ЗАДАНИЕ A: Найдите и выпишите все строки листинга, где встречается слово «bear», с учетом регистра.

ТЕКСТ ДЛЯ ЧТЕНИЯ:
++++++++++++++++++++
На самом верху многие опасались, что процесс реабилитации может пойти слишком быстро и зайти слишком далеко. Хрущев позднее писал: “Решаясь на приход оттепели и идя на нее сознательно, руководство СССР, в том числе и я, одновременно побаивались ее: как бы из-за нее не наступило половодье, которое захлестнет нас и с которым нам будет трудно справиться”[1805]. Бывший старший следователь КГБ Анатолий Спраговский вспоминал, что в 1955–1960 годах он, занимаясь пересмотром дел, ездил по Томской области, опрашивал свидетелей и посещал места, где якобы совершались преступления. Он выяснил, помимо прочего, что людей обвиняли в подготовке взрывов несуществующих заводов и мостов. Но когда Спраговский написал об этом Хрущеву и предложил упростить и ускорить реабилитацию, он ничего не добился: Москва, судя по всему, не хотела, чтобы “ошибки” сталинской эпохи выглядели массовыми, а обвинения – совершенно абсурдными, не хотела, чтобы пересмотр старых дел шел слишком уж стремительно[1806].
++++++++++++++++++++
ЗАДАНИЕ B: В каких годах, по тексту о реабилитации, Анатолий Спраговский занимался пересмотром дел?

(Контуры размеченных областей)
++++++++++++++++++++
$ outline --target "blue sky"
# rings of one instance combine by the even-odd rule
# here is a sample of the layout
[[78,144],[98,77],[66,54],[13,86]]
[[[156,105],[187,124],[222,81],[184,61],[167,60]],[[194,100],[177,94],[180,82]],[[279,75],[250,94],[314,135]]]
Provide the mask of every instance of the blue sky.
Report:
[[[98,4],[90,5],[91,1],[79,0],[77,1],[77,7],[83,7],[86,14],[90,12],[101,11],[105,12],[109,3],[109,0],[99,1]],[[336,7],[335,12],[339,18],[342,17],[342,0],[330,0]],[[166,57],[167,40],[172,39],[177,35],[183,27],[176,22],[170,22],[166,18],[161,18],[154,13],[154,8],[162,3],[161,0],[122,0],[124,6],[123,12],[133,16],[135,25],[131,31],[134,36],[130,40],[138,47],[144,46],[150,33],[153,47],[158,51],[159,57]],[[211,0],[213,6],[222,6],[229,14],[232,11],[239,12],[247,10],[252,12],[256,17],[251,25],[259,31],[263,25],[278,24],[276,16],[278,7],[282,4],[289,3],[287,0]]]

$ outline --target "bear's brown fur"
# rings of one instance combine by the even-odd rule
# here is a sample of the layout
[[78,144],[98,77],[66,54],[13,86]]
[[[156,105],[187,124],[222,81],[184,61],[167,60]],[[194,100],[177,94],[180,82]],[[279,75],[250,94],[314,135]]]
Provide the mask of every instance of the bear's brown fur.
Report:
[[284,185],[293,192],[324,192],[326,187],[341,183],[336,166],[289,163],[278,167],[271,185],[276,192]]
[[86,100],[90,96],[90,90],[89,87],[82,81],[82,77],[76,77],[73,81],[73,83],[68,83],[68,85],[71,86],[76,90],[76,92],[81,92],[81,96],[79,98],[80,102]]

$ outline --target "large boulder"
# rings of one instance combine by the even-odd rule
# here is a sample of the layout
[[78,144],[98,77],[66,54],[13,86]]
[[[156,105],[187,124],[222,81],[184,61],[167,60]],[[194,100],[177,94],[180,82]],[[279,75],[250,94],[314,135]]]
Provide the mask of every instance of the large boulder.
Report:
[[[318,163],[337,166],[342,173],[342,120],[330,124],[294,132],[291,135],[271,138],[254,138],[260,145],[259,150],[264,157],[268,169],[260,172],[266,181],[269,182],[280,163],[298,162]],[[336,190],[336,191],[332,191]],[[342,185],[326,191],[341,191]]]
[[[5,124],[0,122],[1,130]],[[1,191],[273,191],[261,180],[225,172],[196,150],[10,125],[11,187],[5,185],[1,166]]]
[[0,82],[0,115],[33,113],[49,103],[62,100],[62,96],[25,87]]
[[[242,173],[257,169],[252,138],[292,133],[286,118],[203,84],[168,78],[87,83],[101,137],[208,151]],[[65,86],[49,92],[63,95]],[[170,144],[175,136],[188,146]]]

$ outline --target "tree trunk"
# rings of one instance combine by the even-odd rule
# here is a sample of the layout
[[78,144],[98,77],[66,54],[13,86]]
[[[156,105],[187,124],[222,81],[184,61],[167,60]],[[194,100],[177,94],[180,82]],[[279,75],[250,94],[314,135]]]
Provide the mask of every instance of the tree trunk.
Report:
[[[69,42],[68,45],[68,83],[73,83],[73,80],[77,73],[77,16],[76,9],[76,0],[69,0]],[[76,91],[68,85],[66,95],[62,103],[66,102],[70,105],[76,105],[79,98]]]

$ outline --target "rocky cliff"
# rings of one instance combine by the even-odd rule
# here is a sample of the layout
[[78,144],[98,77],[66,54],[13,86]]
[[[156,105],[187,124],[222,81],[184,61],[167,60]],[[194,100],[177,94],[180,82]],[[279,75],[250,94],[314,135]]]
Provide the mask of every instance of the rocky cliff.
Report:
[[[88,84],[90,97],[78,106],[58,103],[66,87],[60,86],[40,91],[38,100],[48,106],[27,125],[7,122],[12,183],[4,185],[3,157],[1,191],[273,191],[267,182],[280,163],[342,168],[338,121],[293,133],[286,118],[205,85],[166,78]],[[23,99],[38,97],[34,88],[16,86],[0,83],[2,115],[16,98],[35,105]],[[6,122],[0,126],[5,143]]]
++++++++++++++++++++
ОТВЕТ НА ЗАДАНИЕ A:
$ outline --target "bear's brown fur"
Provide the mask of every instance of the bear's brown fur.

ОТВЕТ НА ЗАДАНИЕ B: В 1955–1960 годах.